* **WORK ORDER**: When you reach the line containing "M77 96L104 77L73" in the records below, set it down exactly, together with every later line through the end, but not the pictures.

* **LISTED ENTRIES**:
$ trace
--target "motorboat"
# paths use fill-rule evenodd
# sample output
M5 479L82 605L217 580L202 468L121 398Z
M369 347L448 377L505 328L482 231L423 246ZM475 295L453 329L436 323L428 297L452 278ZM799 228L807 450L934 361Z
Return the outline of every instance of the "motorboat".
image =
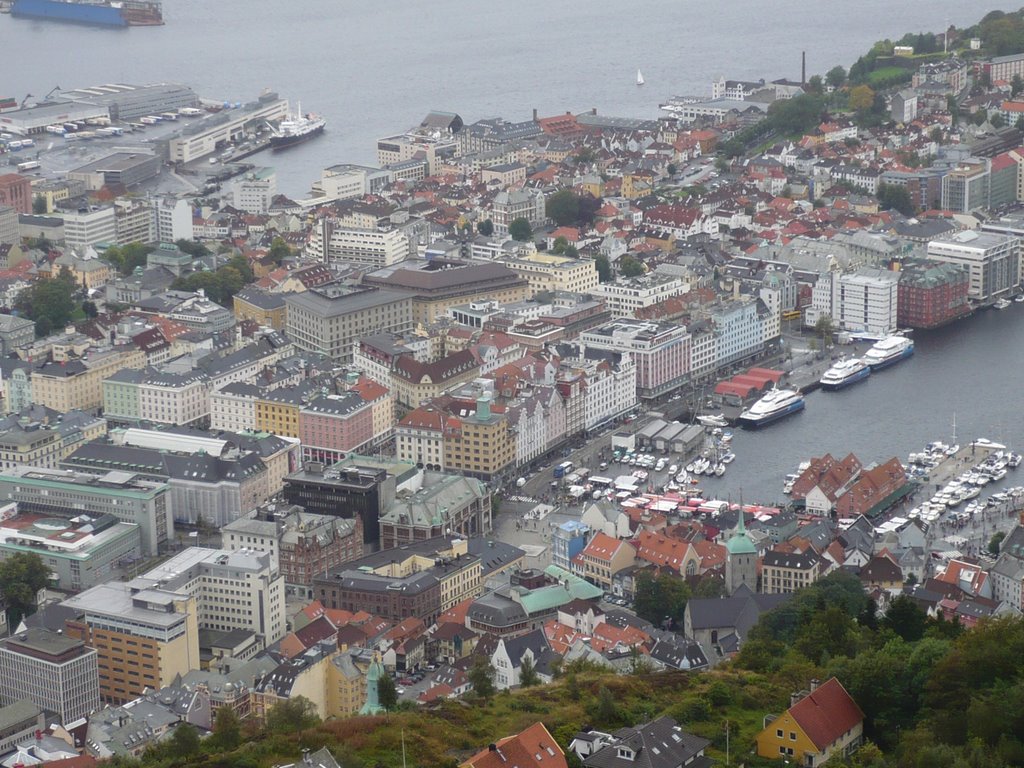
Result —
M739 424L757 429L804 409L804 396L793 389L773 389L740 414Z
M871 375L871 366L859 357L840 360L821 377L821 388L827 392L844 389Z
M705 427L726 427L729 425L729 422L725 420L725 416L720 413L698 416L697 423Z
M906 336L886 336L864 355L872 371L880 371L914 354L914 342Z
M1010 301L1008 299L999 299L995 304L992 305L993 309L1008 309Z

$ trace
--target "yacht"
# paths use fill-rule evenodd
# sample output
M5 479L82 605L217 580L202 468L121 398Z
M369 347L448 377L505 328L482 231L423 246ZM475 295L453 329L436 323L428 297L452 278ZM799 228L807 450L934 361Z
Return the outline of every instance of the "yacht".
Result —
M864 355L864 362L872 371L880 371L914 354L914 342L906 336L887 336Z
M757 429L804 409L804 396L792 389L773 389L740 414L739 424Z
M1008 299L1000 299L992 306L995 307L996 309L1007 309L1010 306L1010 302Z
M821 377L821 388L829 392L843 389L863 381L871 375L871 366L859 357L851 357L848 360L840 360Z

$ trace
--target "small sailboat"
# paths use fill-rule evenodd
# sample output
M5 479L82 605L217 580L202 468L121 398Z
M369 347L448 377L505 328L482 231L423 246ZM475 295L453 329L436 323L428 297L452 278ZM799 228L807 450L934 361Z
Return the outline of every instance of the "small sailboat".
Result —
M644 84L644 76L643 76L643 73L639 69L636 71L636 84L637 85L643 85Z

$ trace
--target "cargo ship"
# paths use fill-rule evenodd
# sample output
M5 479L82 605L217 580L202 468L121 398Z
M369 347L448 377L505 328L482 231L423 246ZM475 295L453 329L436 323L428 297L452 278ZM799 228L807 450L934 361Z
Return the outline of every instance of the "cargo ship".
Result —
M164 23L154 0L13 0L11 16L99 27L154 27Z
M327 121L314 114L302 114L302 104L298 111L282 120L276 128L272 127L270 146L275 152L309 141L324 132Z

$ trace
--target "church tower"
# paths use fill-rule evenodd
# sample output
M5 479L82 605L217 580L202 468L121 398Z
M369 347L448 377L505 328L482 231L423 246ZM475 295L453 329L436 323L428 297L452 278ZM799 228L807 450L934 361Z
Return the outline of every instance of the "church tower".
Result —
M725 589L731 596L741 586L757 592L757 549L743 525L743 510L736 529L725 544Z

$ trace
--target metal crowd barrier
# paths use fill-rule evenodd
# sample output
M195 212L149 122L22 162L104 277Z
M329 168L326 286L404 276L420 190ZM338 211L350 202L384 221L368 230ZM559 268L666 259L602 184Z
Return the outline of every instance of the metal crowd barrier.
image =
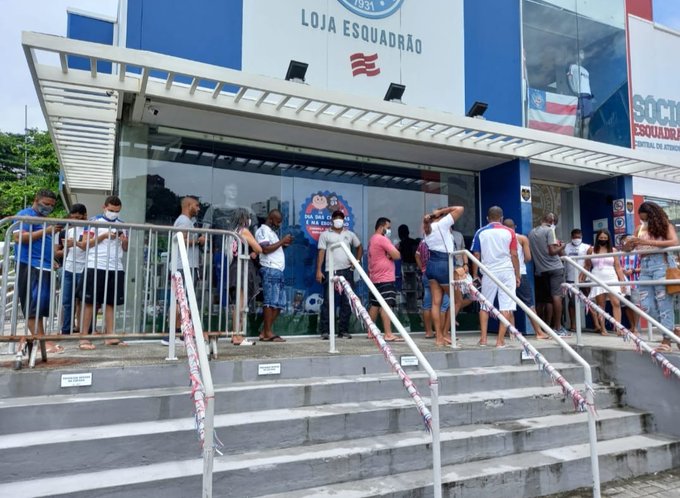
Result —
M645 250L645 251L630 251L630 252L611 252L611 253L604 253L604 254L588 254L588 255L583 255L583 256L562 256L562 260L573 266L577 270L577 274L584 274L586 278L589 280L588 282L581 282L581 283L575 283L574 286L577 288L583 288L583 287L594 287L594 286L600 286L608 293L616 293L614 290L614 287L629 287L631 285L635 286L645 286L645 285L668 285L668 284L680 284L680 280L635 280L635 281L625 281L625 282L620 282L620 281L614 281L614 282L604 282L595 275L593 275L591 272L586 270L582 265L578 264L575 260L588 260L588 259L599 259L599 258L608 258L608 257L615 257L618 258L620 256L630 256L630 255L638 255L638 256L644 256L646 254L671 254L673 252L680 251L680 246L675 246L675 247L669 247L666 249L661 249L661 250ZM648 313L642 311L635 303L633 303L631 300L627 299L623 295L618 295L617 299L621 302L622 305L627 306L629 309L631 309L638 317L644 318L647 320L648 323L648 337L649 340L653 339L653 333L652 333L652 327L657 327L659 331L661 332L662 335L668 337L672 341L675 341L676 343L680 344L680 337L675 335L672 330L669 330L668 328L664 327L658 320L650 316ZM576 306L576 343L579 346L583 345L583 338L582 338L582 323L581 323L581 303L577 299L576 302L574 303Z
M31 228L33 226L33 228ZM53 228L56 227L56 228ZM70 295L64 292L63 267L59 268L53 260L47 261L47 238L30 238L23 244L16 244L15 234L36 233L38 230L59 230L64 232L66 237L69 233L77 235L79 229L98 234L105 234L108 230L110 237L119 237L124 233L128 238L128 250L122 251L121 244L108 245L106 251L97 251L96 245L84 243L83 257L89 263L86 266L96 267L102 260L119 261L122 263L125 276L122 279L115 278L113 288L109 289L109 278L114 278L112 272L104 274L104 282L98 282L97 272L89 273L86 270L79 275L81 280L79 285L75 285ZM171 277L170 264L173 261L176 245L172 243L173 237L177 233L185 233L193 240L203 236L205 243L199 246L198 263L192 267L194 275L197 277L196 292L198 294L198 307L203 329L212 336L228 336L229 331L241 331L245 333L246 320L244 314L247 312L247 302L242 303L242 299L247 299L247 285L244 285L247 272L243 270L247 259L247 245L245 241L235 232L204 229L204 228L175 228L169 226L146 225L134 223L112 223L106 221L79 221L72 219L56 219L43 217L10 217L0 220L0 240L4 241L2 253L2 281L1 292L6 299L0 300L0 316L2 316L3 327L0 334L1 342L10 342L10 353L14 353L15 344L19 341L38 341L44 346L45 340L64 341L64 340L111 340L111 339L160 339L172 333L174 335L174 312L170 313L170 293ZM57 235L53 235L52 243L56 242ZM81 239L80 242L89 241L89 238ZM22 253L33 255L32 263L40 265L40 269L33 270L34 289L26 285L26 294L19 296L20 276L24 276L26 265L19 264ZM235 251L235 254L234 254ZM65 259L75 258L74 249L67 250ZM239 263L230 265L236 258ZM24 267L23 269L20 266ZM102 263L102 266L104 264ZM111 264L111 266L113 266ZM231 266L231 269L230 269ZM230 272L237 271L236 289L234 293L235 305L232 304L229 289ZM20 271L21 270L21 271ZM5 276L14 275L14 279ZM194 276L192 275L192 276ZM75 312L77 303L84 302L85 289L88 286L88 279L94 278L93 287L100 287L103 295L95 295L95 301L103 300L106 302L108 292L117 295L119 290L123 294L123 304L119 305L113 300L113 334L99 335L96 333L81 336L75 329L75 321L83 322L85 307L81 306L80 312ZM49 290L46 280L49 279ZM103 283L103 286L100 284ZM119 289L122 285L122 290ZM244 292L241 292L241 289ZM12 293L13 290L13 293ZM45 294L49 294L46 296ZM95 290L95 294L97 290ZM20 301L22 298L28 302L33 299L37 303L45 303L44 306L37 307L36 322L43 321L45 324L45 336L33 337L28 320L23 316ZM49 299L48 305L47 300ZM61 324L63 322L63 305L71 304L71 314L69 316L71 326L68 333L61 334ZM102 324L105 324L106 317L103 313L106 307L102 306L99 310L93 310L91 332L96 332ZM241 310L236 313L235 310ZM171 329L171 330L169 330ZM169 359L175 359L173 342ZM29 365L35 363L37 348L33 348ZM21 353L19 351L18 353ZM216 354L216 349L213 351ZM20 358L20 356L17 356ZM46 355L43 352L43 360Z
M512 299L519 308L524 311L524 313L527 314L531 319L535 320L537 324L541 326L541 329L548 334L550 337L552 337L557 344L564 349L571 358L581 365L583 367L583 372L584 372L584 384L585 384L585 400L587 407L587 414L588 414L588 439L590 443L590 466L591 466L591 472L592 472L592 478L593 478L593 497L594 498L600 498L600 463L597 455L597 426L595 422L595 392L593 390L593 372L590 367L590 364L581 357L574 349L567 344L564 339L562 339L557 333L550 328L550 326L545 323L541 318L531 309L529 308L526 304L524 304L516 295L514 292L512 292L510 289L508 289L503 282L501 282L494 274L493 272L489 271L485 265L482 264L481 261L479 261L474 254L472 254L470 251L467 250L460 250L460 251L454 251L451 254L449 254L449 282L450 282L450 287L452 288L456 285L456 283L453 280L453 264L451 263L451 258L455 257L456 255L461 255L465 254L468 257L469 261L472 261L475 265L479 267L480 270L484 273L484 278L490 278L499 288L501 292L504 292L507 294L510 299ZM450 306L449 309L455 309L455 303L454 303L454 294L451 293L449 296L450 299ZM502 316L502 315L501 315ZM455 320L452 318L451 322L455 322ZM507 325L507 324L506 324ZM452 336L453 339L453 336ZM592 409L591 409L592 408Z
M442 463L441 463L441 444L440 444L440 433L439 433L439 378L437 376L437 373L434 371L432 368L432 365L430 365L430 362L427 361L427 358L425 358L425 355L423 355L422 351L418 348L416 343L411 339L411 336L406 332L404 329L403 325L397 318L397 316L394 314L392 309L387 305L385 302L385 299L380 295L380 292L378 292L378 289L375 288L375 285L373 285L373 282L371 282L371 279L368 278L368 275L364 271L364 269L361 267L361 263L354 257L354 254L352 254L352 251L350 251L349 247L347 244L343 242L337 242L336 244L333 244L330 246L327 250L327 253L329 254L328 258L328 322L329 322L329 339L330 339L330 349L329 353L337 353L338 351L335 349L335 291L333 289L333 286L336 284L336 282L339 281L338 278L334 277L335 275L335 269L333 268L334 263L333 263L333 257L330 257L334 249L340 248L342 251L347 255L349 258L350 262L352 263L352 266L354 269L359 273L359 276L361 279L364 281L366 286L368 287L369 291L373 294L375 299L378 301L380 304L380 307L384 309L387 312L387 315L390 317L390 321L394 325L394 328L399 332L401 337L404 339L405 344L411 349L413 354L418 358L418 362L420 365L422 365L423 369L427 372L428 376L430 377L430 411L432 415L432 421L431 421L431 434L432 434L432 473L433 473L433 492L434 492L434 497L435 498L441 498L442 496ZM344 280L344 279L342 279ZM347 285L346 287L349 287ZM351 287L349 288L351 291ZM358 306L356 305L355 301L358 301L358 299L353 300L351 295L345 291L345 296L347 299L350 300L350 303L352 304L352 308L357 310L359 309L358 306L361 304L358 303ZM326 303L323 304L326 306ZM355 307L357 306L357 307ZM365 312L365 310L364 310ZM370 321L370 318L369 318ZM365 323L365 322L364 322ZM372 323L372 322L371 322ZM369 326L369 331L370 325ZM373 334L374 337L376 337L376 334ZM378 334L379 335L379 334ZM380 344L380 340L382 337L380 336L377 340L378 343ZM384 346L387 346L385 343ZM381 346L381 349L384 350L384 347ZM405 383L406 385L406 383ZM413 395L412 395L413 396ZM414 400L416 398L414 397ZM419 409L421 409L421 406L419 406L418 402L416 401L416 405L418 406ZM422 412L421 412L422 413Z

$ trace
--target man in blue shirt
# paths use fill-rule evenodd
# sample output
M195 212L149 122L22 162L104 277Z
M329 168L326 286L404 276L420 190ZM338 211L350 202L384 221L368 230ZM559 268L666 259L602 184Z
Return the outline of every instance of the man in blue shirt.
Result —
M39 190L33 198L33 205L22 209L17 216L46 217L57 204L57 196L50 190ZM17 261L17 292L21 309L32 335L44 335L43 318L50 309L50 282L52 278L52 236L59 233L63 225L19 222L14 229L14 254ZM19 351L25 341L19 342ZM46 343L47 351L60 353L64 349L54 343ZM19 365L20 367L20 365Z

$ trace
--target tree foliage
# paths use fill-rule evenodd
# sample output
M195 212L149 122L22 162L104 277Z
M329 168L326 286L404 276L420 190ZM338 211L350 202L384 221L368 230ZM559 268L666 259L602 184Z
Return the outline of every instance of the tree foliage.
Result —
M59 191L59 161L49 133L36 129L28 130L26 136L0 132L0 216L12 216L30 205L35 192L43 188ZM58 199L55 215L64 214Z

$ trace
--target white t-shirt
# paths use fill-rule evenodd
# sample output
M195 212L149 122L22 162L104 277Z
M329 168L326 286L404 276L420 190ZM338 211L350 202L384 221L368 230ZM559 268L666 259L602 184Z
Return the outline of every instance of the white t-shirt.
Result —
M569 66L569 79L571 82L571 90L576 94L585 93L591 95L590 92L590 73L580 64L572 64Z
M73 227L66 232L66 237L64 237L64 251L66 253L64 256L64 270L68 272L82 273L85 269L87 253L76 245L66 247L66 242L69 240L80 242L84 232L85 227Z
M581 243L577 246L575 246L573 243L569 242L566 246L564 246L564 255L565 256L585 256L588 253L588 249L590 249L590 245ZM584 260L576 260L578 264L583 266L583 263L585 263ZM566 266L566 271L565 271L565 280L567 282L576 282L576 268L574 268L571 265L565 265Z
M187 215L180 214L177 217L177 219L175 220L175 223L173 224L173 226L175 228L194 228L194 222ZM198 234L197 233L188 233L187 239L196 242L196 239L198 239ZM172 252L177 256L177 269L181 270L182 269L182 260L180 259L179 254L176 252L177 251L177 242L176 242L177 239L175 237L173 237L172 241L173 241ZM187 257L189 258L189 268L198 268L199 252L200 252L200 248L195 243L187 246Z
M350 230L343 230L340 233L334 232L333 230L329 229L326 230L325 232L322 232L321 235L319 236L319 249L323 249L326 251L330 246L335 244L336 242L344 242L347 244L350 248L351 247L359 247L361 245L361 241L359 240L359 237L356 236L356 234ZM337 247L333 249L333 269L334 270L346 270L347 268L352 266L351 261L345 254L345 251L343 251L340 247ZM328 271L328 253L326 253L326 271Z
M106 221L109 223L122 223L121 220L116 220L111 222L104 218L104 216L95 216L92 221ZM121 232L125 233L125 230L121 229ZM118 233L119 230L116 228L109 227L90 227L90 236L100 237L105 233ZM87 267L96 268L97 270L118 270L123 271L123 243L118 237L111 239L104 239L96 244L94 247L90 247L90 252L87 255Z
M513 271L511 252L517 251L515 231L498 222L480 228L472 240L472 251L482 256L490 272Z
M432 230L429 235L425 236L425 243L430 251L452 253L455 250L453 237L449 231L454 222L453 216L449 213L430 225Z
M264 248L276 244L279 241L279 236L265 223L257 229L257 232L255 232L255 240L257 240L257 243ZM265 254L264 252L260 254L260 264L267 268L283 271L286 268L286 256L283 253L283 246L269 254Z

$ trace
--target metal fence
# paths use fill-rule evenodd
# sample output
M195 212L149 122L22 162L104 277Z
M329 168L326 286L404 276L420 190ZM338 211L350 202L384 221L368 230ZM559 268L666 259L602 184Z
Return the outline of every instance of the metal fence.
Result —
M160 339L174 332L169 265L177 251L173 238L178 232L187 238L203 330L213 337L230 335L230 331L245 335L248 286L244 282L249 256L237 233L10 217L0 221L4 243L1 291L6 296L0 301L0 340L12 343L10 352L18 349L20 359L24 343L33 336L44 346L41 339ZM63 261L53 257L59 243L65 248ZM83 330L90 312L91 325ZM37 348L32 349L31 366ZM173 358L174 348L170 353Z

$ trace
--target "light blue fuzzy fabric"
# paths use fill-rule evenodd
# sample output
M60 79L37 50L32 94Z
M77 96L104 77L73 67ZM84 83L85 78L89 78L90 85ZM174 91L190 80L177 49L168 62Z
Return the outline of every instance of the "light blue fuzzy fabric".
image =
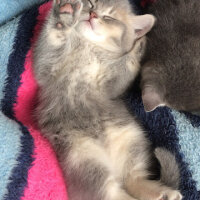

* **EXERCISE ANSWER**:
M77 96L104 77L73 67ZM84 83L85 78L89 78L90 85ZM174 91L190 80L177 49L168 62Z
Return the outline of every instance of the "light blue fuzzy fabric".
image =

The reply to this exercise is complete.